Work order: Output the entries verbatim, including every line.
━━━ Material for the task
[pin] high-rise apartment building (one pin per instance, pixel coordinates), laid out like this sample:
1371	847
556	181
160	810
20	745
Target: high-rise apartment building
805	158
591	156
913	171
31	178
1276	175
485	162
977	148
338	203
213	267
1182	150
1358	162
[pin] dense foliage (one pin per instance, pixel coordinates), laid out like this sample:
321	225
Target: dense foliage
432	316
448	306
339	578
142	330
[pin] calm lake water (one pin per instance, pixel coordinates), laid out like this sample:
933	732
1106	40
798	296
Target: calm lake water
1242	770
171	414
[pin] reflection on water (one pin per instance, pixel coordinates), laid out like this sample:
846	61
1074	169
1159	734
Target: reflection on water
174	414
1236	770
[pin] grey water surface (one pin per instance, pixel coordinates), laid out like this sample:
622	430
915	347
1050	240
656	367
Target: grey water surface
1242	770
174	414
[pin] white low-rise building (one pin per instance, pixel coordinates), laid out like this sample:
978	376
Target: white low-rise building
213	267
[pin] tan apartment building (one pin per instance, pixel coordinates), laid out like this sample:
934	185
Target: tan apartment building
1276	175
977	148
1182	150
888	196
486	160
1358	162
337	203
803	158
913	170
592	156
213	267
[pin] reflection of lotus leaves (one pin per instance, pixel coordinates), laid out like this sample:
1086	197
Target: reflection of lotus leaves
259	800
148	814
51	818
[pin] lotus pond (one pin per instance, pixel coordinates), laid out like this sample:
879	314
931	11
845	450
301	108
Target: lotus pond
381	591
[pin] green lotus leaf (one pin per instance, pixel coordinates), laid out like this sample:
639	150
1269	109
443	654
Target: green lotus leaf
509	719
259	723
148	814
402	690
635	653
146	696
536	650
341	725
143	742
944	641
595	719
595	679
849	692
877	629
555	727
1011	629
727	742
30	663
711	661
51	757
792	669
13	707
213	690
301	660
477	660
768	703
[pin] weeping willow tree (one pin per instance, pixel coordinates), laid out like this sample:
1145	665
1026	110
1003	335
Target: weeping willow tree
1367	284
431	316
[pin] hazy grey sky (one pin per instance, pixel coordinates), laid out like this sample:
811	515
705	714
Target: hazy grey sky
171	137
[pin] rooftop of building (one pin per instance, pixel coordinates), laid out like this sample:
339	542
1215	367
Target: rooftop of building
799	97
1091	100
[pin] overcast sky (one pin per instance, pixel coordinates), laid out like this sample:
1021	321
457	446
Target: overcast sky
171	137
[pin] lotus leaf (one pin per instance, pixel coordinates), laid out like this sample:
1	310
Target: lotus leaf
━━━━━━
Exercise output:
[pin] high-rise apartment building (one pin per instance, pixel coordinates), laid out like this sample:
1371	847
556	181
160	810
20	745
Target: high-rise apartment building
805	158
591	156
913	171
31	178
1276	175
485	162
977	148
338	203
213	267
1182	150
1358	162
[pin] dense foliage (one pin per instance, pixel coordinates), laid out like this sample:
321	225
Target: dense foliage
432	316
448	306
339	578
142	330
[pin] calm lake water (one pin per instance, pixel coordinates), laid out like this sample:
933	732
1106	40
798	296
Target: calm lake water
1242	770
171	414
[pin] reflection on water (one pin per instance, pixel coordinates), laid out like this sample:
846	61
1074	169
1159	734
Target: reflection on water
174	414
1236	770
[pin] grey water surface (one pin per instance, pixel coordinates), laid out like this sample:
622	430
915	347
1050	240
656	367
Target: grey water surface
1242	770
174	414
[pin] white low-rise building (one pin per instance, pixel coordinates), laid out like this sample:
978	376
Target: white low-rise building
213	267
[pin] tan apartment building (one pin per instance, pixel coordinates), laid out like this sample:
934	185
Target: tan apartment building
1276	175
977	148
1182	150
888	196
486	160
1358	162
337	203
803	158
913	170
592	156
213	267
[pin] reflection of lotus leaves (one pin per instance, pixel coordinates), laid out like this sample:
1086	197
Target: reflection of lotus leaves
259	800
148	814
51	818
[pin] lotus pond (one pin per instance, pixel coordinates), laid out like this sample:
879	314
931	11
845	450
301	108
Target: lotus pond
381	591
[pin] green lotus leaf (one pin per instance, pixel coordinates), laid out like this sample:
639	150
1269	109
443	654
Target: green lotus leaf
509	719
259	723
148	814
402	690
635	653
146	696
536	650
341	725
143	742
944	641
595	719
595	679
849	692
877	629
555	727
1011	629
727	742
30	663
711	661
51	757
792	669
13	707
213	690
301	660
477	660
768	703
[pin] weeping willow tree (one pin per instance, pixel coordinates), laid out like this sample:
1145	665
1026	110
1003	335
Target: weeping willow tree
1367	284
431	316
[pin] hazy grey sky (one pin per instance, pixel coordinates), laid out like this sample:
811	515
705	714
Target: hazy grey sky
171	137
[pin] rooftop of building (one pin per instance, pixel coordinates), laid out like this sample:
339	542
1215	367
Target: rooftop of building
799	97
1091	100
[pin] overcast sky (one pin per instance, pixel coordinates), laid out like this sample:
1021	321
457	446
Target: overcast sky
171	137
[pin] lotus leaf (one pin per instance, pixel coordinates), laid out like this sample:
1	310
Target: lotus leaf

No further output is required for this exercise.